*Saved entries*
= Beginning of Section =

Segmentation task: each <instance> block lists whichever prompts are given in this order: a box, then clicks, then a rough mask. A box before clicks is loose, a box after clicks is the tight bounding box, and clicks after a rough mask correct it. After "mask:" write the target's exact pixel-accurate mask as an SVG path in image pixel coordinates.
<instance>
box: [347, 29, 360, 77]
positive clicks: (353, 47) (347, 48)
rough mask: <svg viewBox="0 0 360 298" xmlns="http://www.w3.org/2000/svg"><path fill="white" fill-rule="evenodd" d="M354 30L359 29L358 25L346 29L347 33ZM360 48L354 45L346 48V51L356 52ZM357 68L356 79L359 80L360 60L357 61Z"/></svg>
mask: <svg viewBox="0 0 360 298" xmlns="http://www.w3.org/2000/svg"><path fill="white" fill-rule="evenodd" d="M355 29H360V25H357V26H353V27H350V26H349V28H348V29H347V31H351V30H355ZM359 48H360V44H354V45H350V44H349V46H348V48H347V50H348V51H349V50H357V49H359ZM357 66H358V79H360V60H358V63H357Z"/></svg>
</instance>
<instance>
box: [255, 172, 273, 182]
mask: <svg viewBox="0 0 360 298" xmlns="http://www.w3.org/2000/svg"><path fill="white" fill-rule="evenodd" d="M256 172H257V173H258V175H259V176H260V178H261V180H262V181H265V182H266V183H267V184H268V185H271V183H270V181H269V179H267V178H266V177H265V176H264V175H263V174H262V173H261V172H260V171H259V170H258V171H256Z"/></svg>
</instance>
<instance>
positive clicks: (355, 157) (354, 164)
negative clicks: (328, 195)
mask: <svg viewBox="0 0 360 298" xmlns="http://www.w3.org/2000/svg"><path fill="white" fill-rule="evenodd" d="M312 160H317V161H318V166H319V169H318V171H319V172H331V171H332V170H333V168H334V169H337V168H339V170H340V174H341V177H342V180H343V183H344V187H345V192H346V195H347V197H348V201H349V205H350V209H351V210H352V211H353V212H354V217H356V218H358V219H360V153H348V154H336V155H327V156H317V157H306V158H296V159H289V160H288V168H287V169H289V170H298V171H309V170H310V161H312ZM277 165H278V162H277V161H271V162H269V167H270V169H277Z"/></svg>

= End of Section =

Which lines above contain the word "positive"? Show each of them.

positive clicks: (353, 47) (347, 48)
positive clicks: (355, 157) (354, 164)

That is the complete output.